Give the data again exactly as it is written.

---------- DATASET RECORDS

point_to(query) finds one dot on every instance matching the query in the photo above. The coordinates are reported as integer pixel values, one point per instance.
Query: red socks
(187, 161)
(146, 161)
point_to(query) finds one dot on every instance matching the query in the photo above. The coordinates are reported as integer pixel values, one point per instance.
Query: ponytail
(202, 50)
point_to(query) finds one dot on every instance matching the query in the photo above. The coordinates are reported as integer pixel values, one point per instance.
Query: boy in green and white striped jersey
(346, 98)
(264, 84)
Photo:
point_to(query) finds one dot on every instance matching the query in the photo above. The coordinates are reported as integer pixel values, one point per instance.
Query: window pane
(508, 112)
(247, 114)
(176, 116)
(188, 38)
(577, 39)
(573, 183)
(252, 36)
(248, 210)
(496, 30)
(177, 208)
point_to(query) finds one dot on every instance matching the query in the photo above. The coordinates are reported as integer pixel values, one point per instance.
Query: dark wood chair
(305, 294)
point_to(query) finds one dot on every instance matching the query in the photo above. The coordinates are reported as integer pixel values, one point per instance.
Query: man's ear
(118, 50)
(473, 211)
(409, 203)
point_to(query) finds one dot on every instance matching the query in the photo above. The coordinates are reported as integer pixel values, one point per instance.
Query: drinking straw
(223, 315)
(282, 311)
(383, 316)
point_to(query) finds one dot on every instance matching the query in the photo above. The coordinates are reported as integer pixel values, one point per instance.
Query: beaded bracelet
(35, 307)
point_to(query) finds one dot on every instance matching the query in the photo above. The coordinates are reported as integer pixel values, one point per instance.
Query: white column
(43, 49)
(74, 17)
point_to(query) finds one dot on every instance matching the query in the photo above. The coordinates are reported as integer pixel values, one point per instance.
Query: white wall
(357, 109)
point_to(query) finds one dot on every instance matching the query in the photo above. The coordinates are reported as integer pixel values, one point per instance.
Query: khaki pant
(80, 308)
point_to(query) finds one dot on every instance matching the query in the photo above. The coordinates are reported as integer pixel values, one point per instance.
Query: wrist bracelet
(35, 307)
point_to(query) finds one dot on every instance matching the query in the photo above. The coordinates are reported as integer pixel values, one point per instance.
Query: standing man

--------------------

:: ANSWER SECTION ::
point_to(query) finds one dot on every instance matching the query in the photo above. The coordinates are reported as integer pixel values, one point per instance.
Query: red socks
(187, 161)
(146, 161)
point_to(query) finds one dot on every instance matching the query in the photo above. The coordinates are reported as integer pixel values, one point per instance.
Query: ponytail
(202, 50)
point_to(query) finds one dot on every instance matching the query in the photo above. The coordinates are reported as integer pixel values, one point per instance.
Query: boy in green and white striped jersey
(346, 98)
(264, 84)
Photo:
point_to(query) finds one dot on every instance matching the query in the photo above. The coordinates are reported as integer pixel values, one point per instance.
Query: window pane
(508, 112)
(247, 114)
(176, 116)
(188, 38)
(577, 39)
(573, 183)
(252, 36)
(248, 210)
(496, 30)
(177, 208)
point_to(query) finds one dot on every instance matching the query in the photo above. The coordinates are reported as integer pixel values, one point per instance.
Query: dark wood chair
(305, 294)
point_to(query) finds one dot on every instance matching the query in the photo above. The coordinates are reported as integer pixel values, one point per instance.
Query: man's ear
(118, 50)
(473, 211)
(409, 203)
point_to(query) finds one dot on every instance matching the query in the photo above. The coordinates are reported as integer pixel values, one point per instance.
Query: drinking straw
(223, 315)
(282, 311)
(383, 316)
point_to(query) finds one dot on every instance matching the query in the photo above. The coordinates are reported as integer pixel values, one point per instance.
Query: beaded bracelet
(35, 307)
point_to(query) finds one dot on every instance matching the query in the photo above. The coordinates are reported as integer pixel values, one point per instance.
Query: white column
(43, 49)
(74, 17)
point_to(query) finds one dot on every instance matching the query in the photo above. The coordinates are reported as integer pixel values, one point per instance.
Query: white wall
(357, 109)
point_to(query) finds one dot on every instance matching the query in the photo above. The coordinates are reported as integer pixel values, one point per instance.
Query: khaki pant
(80, 308)
point_to(query) finds one dot on every instance matching the query in the photo above. The coordinates are reported as integer pixel values, one point per instance.
Query: wrist bracelet
(35, 307)
point_to(query) finds one dot on every instance matching the query in the photo above. The coordinates are reported as integer pixel values, one point per instance.
Query: standing man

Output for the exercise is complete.